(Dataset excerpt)
--- Start ---

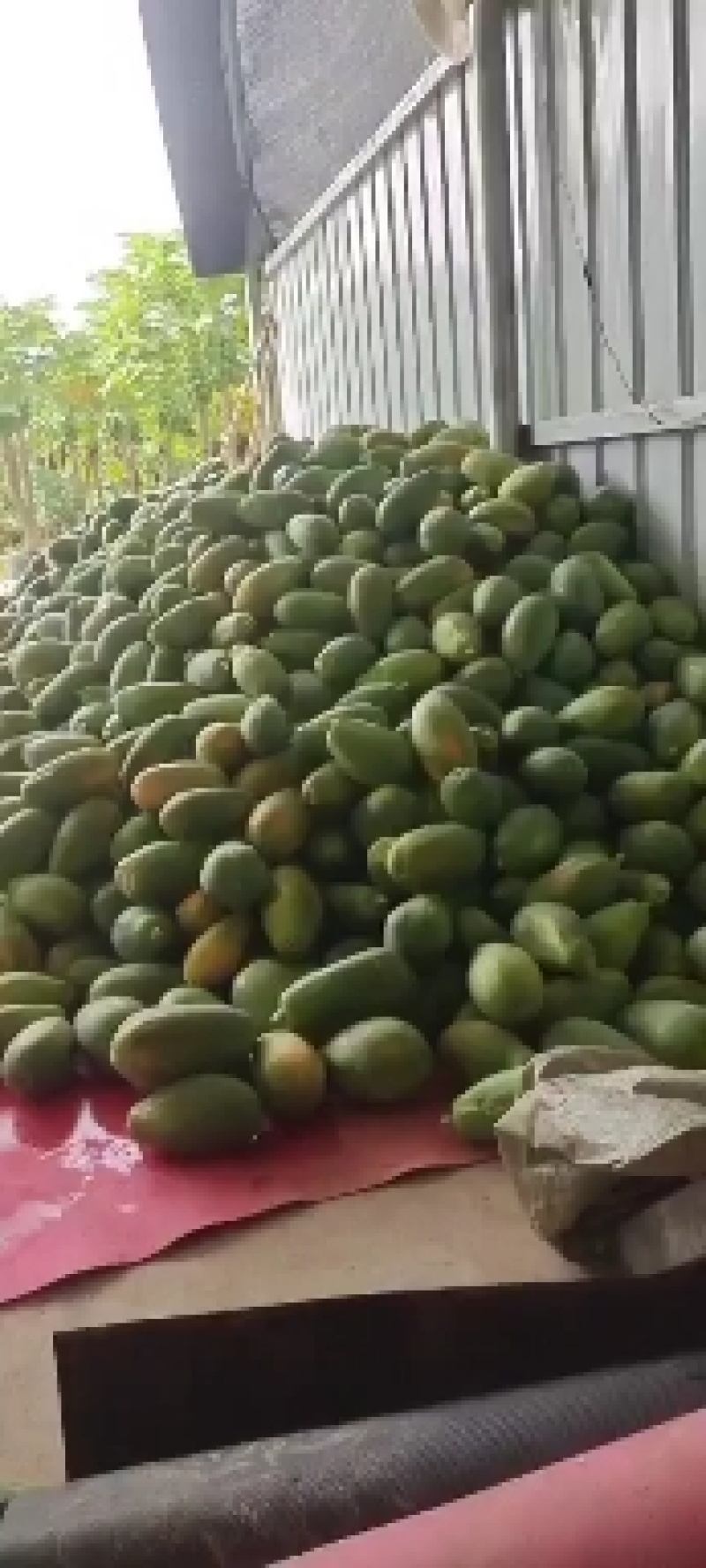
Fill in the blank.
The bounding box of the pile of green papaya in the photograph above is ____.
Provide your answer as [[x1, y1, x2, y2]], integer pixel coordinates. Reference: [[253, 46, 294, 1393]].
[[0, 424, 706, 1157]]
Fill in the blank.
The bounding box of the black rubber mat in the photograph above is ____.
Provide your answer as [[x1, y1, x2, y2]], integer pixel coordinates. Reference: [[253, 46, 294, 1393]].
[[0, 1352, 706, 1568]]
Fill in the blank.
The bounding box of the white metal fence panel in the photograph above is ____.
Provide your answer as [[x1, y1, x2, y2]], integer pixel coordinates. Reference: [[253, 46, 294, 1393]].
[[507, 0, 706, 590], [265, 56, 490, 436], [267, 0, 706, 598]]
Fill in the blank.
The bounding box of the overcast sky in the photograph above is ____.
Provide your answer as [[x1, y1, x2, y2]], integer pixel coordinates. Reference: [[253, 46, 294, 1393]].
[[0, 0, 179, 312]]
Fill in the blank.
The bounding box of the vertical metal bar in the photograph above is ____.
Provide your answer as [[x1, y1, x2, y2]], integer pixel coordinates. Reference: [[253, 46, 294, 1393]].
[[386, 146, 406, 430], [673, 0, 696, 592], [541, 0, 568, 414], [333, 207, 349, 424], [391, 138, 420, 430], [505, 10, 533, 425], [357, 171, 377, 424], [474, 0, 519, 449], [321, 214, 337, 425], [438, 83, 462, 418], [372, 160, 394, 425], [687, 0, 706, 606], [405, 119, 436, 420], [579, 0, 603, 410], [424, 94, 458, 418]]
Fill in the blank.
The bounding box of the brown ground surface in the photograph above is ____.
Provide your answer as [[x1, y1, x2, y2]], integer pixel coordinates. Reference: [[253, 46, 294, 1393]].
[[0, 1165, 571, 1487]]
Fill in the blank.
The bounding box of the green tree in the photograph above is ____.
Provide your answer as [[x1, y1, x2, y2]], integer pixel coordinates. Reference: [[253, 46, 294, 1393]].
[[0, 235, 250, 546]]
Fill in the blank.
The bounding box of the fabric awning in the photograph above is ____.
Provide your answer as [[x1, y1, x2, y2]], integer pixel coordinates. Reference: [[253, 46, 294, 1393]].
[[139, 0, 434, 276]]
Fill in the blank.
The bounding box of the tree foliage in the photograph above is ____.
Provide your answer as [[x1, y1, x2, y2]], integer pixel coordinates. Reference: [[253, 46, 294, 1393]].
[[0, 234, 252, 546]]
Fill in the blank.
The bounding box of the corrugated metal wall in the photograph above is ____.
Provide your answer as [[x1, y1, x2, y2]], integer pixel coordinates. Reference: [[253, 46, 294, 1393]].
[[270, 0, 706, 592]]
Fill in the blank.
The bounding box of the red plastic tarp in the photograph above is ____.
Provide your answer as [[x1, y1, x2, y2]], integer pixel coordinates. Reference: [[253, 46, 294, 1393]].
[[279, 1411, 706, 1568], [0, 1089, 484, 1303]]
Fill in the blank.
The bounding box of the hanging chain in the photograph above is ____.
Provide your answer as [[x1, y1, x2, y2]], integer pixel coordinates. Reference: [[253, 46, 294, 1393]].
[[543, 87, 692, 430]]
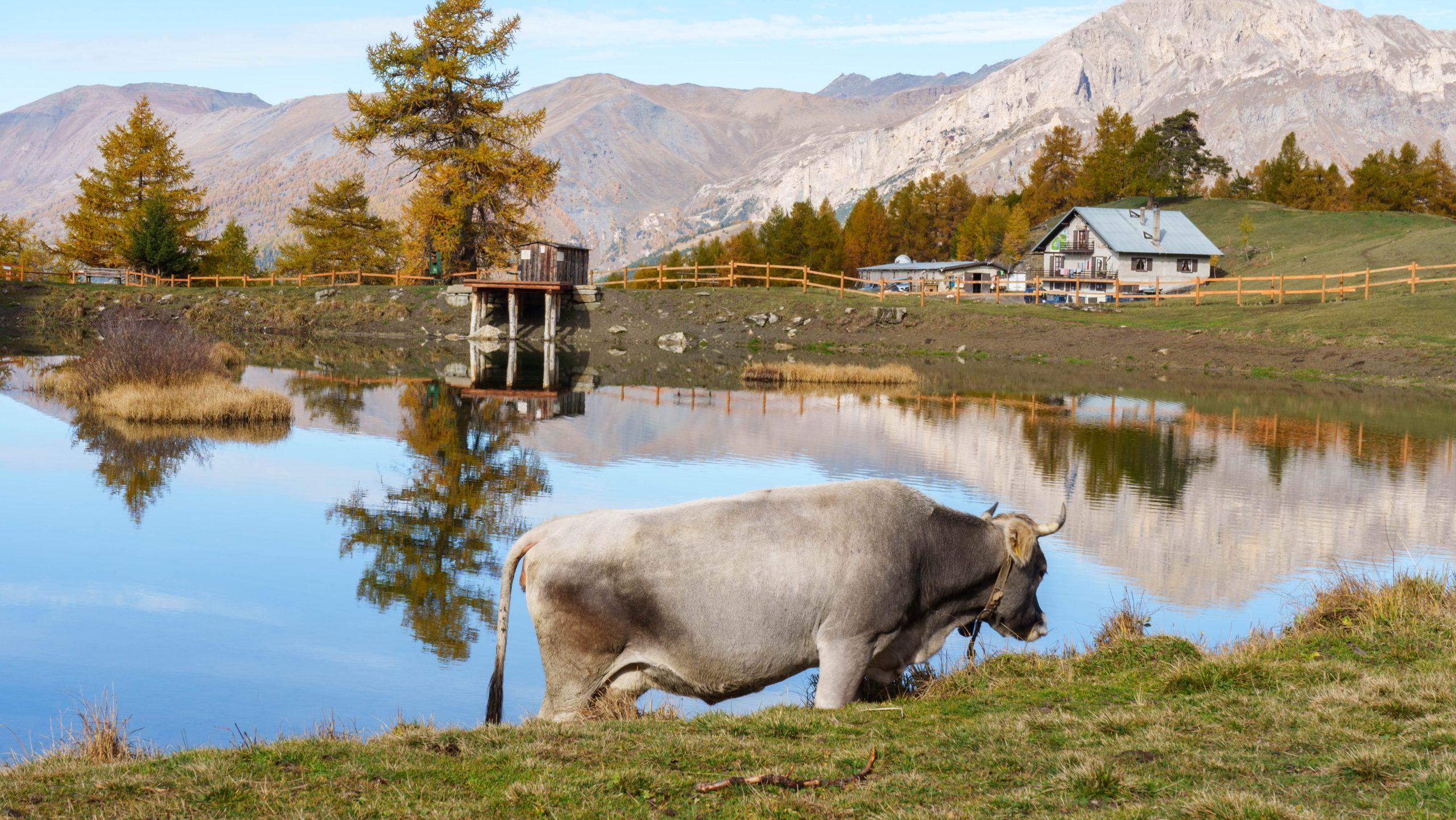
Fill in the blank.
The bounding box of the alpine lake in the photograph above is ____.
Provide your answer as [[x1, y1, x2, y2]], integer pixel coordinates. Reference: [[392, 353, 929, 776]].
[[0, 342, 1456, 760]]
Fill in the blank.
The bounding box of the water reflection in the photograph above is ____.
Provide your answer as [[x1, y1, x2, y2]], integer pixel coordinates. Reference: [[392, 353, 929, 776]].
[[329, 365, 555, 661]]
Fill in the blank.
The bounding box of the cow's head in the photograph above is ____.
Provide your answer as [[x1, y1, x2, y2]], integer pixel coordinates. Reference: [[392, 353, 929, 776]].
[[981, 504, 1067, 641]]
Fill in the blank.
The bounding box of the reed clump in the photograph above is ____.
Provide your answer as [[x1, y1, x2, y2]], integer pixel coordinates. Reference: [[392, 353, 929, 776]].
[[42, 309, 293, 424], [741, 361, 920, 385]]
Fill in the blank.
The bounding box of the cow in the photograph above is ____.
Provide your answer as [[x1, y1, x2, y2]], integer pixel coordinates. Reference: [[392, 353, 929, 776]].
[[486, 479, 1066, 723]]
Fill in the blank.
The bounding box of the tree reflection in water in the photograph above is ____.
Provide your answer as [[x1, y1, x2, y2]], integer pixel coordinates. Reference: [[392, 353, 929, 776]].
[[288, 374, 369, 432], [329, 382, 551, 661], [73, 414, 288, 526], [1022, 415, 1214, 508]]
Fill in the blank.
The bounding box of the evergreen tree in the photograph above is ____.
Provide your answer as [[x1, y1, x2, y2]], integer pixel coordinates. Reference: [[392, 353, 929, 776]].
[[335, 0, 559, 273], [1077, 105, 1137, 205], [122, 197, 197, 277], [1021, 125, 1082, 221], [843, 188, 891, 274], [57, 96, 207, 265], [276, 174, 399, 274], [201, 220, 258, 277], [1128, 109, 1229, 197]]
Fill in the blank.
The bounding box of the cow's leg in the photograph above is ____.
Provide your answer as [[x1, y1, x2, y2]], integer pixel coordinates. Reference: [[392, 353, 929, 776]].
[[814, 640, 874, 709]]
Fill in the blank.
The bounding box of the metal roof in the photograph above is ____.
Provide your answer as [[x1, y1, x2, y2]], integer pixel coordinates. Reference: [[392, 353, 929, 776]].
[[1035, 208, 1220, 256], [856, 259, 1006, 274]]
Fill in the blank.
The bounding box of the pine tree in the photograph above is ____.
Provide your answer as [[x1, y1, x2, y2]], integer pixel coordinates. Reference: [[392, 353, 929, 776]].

--- End ---

• [WORK TO BE COMPLETED]: Locate every line in the entries above that contains the word "reflection" and copy each of those lines.

• [TASK RESULT]:
The bounding box of the water reflection in the photograph above is ____.
The bounding box of the tree reflection in water in the photograph above is ____.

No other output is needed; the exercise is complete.